(Excerpts from a point labeling dataset)
################

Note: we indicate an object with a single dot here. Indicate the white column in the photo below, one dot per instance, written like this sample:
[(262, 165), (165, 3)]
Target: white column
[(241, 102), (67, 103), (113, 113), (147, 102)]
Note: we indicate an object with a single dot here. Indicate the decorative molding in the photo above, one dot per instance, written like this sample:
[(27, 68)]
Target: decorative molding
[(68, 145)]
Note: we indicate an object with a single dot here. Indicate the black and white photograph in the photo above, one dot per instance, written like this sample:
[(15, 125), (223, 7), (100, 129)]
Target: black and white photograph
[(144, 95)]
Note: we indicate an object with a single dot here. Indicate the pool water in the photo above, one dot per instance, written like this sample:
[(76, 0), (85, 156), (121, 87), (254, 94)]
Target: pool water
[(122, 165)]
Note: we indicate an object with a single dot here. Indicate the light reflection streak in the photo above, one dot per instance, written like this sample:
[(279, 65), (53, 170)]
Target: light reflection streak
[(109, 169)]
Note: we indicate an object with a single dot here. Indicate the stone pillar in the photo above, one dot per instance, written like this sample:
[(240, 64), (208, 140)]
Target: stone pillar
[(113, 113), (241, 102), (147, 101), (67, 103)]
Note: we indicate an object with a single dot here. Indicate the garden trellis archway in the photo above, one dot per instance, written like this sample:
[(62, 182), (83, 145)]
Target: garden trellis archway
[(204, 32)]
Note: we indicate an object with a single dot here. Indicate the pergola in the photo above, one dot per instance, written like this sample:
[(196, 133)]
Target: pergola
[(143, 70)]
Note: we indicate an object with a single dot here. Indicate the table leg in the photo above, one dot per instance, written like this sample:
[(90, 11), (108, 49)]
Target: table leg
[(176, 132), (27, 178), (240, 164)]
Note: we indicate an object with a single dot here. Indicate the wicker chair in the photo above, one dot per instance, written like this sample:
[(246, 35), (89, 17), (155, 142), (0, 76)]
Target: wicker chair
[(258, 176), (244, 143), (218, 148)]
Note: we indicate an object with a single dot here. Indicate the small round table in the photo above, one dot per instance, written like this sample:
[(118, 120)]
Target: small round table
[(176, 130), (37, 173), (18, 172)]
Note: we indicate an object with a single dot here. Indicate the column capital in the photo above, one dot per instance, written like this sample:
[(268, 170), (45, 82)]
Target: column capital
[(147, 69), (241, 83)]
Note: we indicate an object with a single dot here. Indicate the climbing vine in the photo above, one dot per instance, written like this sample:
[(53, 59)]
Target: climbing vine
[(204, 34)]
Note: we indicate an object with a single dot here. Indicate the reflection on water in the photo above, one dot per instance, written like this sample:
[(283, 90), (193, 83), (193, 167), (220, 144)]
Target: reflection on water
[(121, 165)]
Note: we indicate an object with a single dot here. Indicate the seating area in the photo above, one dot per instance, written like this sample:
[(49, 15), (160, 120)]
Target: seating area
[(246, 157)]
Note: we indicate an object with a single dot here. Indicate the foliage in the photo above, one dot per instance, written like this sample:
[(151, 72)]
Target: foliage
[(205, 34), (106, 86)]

################

» **Aim of the exercise**:
Recast the entries from the line with "Indicate the column" up to and including the line with "[(204, 34)]" as a Markdown table, leaving out any blank lines. Use the columns Row and Text.

» **Exercise answer**:
| Row | Text |
|---|---|
| 1 | Note: we indicate an object with a single dot here. Indicate the column capital in the photo above, one dot per instance, written like this sample: |
| 2 | [(268, 170), (45, 82)] |
| 3 | Target: column capital |
| 4 | [(147, 69), (241, 83)] |
| 5 | Note: we indicate an object with a single dot here. Indicate the climbing vine in the photo above, one dot per instance, written like this sample: |
| 6 | [(53, 59)] |
| 7 | Target: climbing vine |
| 8 | [(204, 34)] |